SCHRIFTLICHE AUFGABE 1
Schreibe den Text über die Lehnrechtsglosse vollständig und wortgetreu ab.

EXTRAHIERTER TEXT
▬▬▬▬▬▬

Gegliedert ist die wichtige Arbeit nach einer Einleitung über den Untersuchungsgegenstand, die Zielsetzung und den Untersuchungsgang in vier Kapitel. Dabei beginnt die Verfasserin mit den Grundlagen, welche die Lehnrechtsglosse als Zeugnis früher deutscher Rechtswissenschaft behandeln. Nach einem einführenden Überblick über ihre Quelle stellt sie den Forschungsstand dar und bietet eine kleine Geschichte der von ihr so genannten iurisprudentia romano-saxonica. Dabei sieht sie in Übereinstimmung mit Franz Wieackers Feststellung, dass seit dem 14. Jahrhundert auch im Heiligen römischen Reich Kenntnis und wissenschaftliche Bearbeitung des kanonischen und römischen Rechtes sich annäherten und bereits auf profane Juristen überzugehen begannen, die Lehnrechtsglosse als Vertreterin einer größeren Gruppe sächsischer Glossen und die Glossen zum sächsisch-magdeburgischen Recht als einer in den Kinderschuhen steckenden, sich als Gradmesser und Wegbereiter der Rezeption verstehen lassenden  deutschen Rechtswissenschaft angehörig.

▬▬▬▬▬▬

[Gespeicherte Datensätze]

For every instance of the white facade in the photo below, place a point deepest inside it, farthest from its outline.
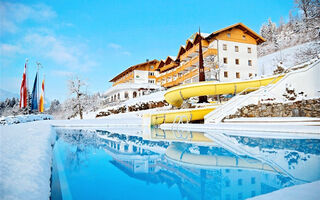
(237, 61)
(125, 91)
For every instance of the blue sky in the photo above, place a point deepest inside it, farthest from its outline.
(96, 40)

▬▬▬▬▬▬

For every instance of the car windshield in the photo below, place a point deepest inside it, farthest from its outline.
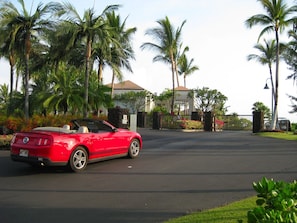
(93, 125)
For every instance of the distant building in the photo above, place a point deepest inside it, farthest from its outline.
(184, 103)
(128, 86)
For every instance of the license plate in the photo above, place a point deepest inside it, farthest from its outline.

▬▬▬▬▬▬

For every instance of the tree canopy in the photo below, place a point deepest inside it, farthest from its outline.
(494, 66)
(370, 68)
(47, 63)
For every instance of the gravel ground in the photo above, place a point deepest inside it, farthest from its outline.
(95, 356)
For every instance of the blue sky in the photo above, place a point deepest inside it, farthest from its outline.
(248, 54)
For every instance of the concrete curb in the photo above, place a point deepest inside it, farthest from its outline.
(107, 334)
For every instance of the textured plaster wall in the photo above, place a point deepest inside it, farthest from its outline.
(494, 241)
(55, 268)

▬▬▬▬▬▬

SCHRIFTLICHE AUFGABE 2
Gib aus den Datensätzen die Zeilen von der Zeile mit „For every instance of the distant“ bis einschließlich der Zeile mit „For every instance of the license“ unverändert wieder. Gib nur diese Zeilen aus.

VOLLSTÄNDIGE LÖSUNG 1
Gegliedert ist die wichtige Arbeit nach einer Einleitung über den Untersuchungsgegenstand, die Zielsetzung und den Untersuchungsgang in vier Kapitel. Dabei beginnt die Verfasserin mit den Grundlagen, welche die Lehnrechtsglosse als Zeugnis früher deutscher Rechtswissenschaft behandeln. Nach einem einführenden Überblick über ihre Quelle stellt sie den Forschungsstand dar und bietet eine kleine Geschichte der von ihr so genannten iurisprudentia romano-saxonica. Dabei sieht sie in Übereinstimmung mit Franz Wieackers Feststellung, dass seit dem 14. Jahrhundert auch im Heiligen römischen Reich Kenntnis und wissenschaftliche Bearbeitung des kanonischen und römischen Rechtes sich annäherten und bereits auf profane Juristen überzugehen begannen, die Lehnrechtsglosse als Vertreterin einer größeren Gruppe sächsischer Glossen und die Glossen zum sächsisch-magdeburgischen Recht als einer in den Kinderschuhen steckenden, sich als Gradmesser und Wegbereiter der Rezeption verstehen lassenden  deutschen Rechtswissenschaft angehörig.

VOLLSTÄNDIGE LÖSUNG 2
For every instance of the distant building in the photo above, place a point deepest inside it, farthest from its outline.
(184, 103)
(128, 86)
For every instance of the license plate in the photo above, place a point deepest inside it, farthest from its outline.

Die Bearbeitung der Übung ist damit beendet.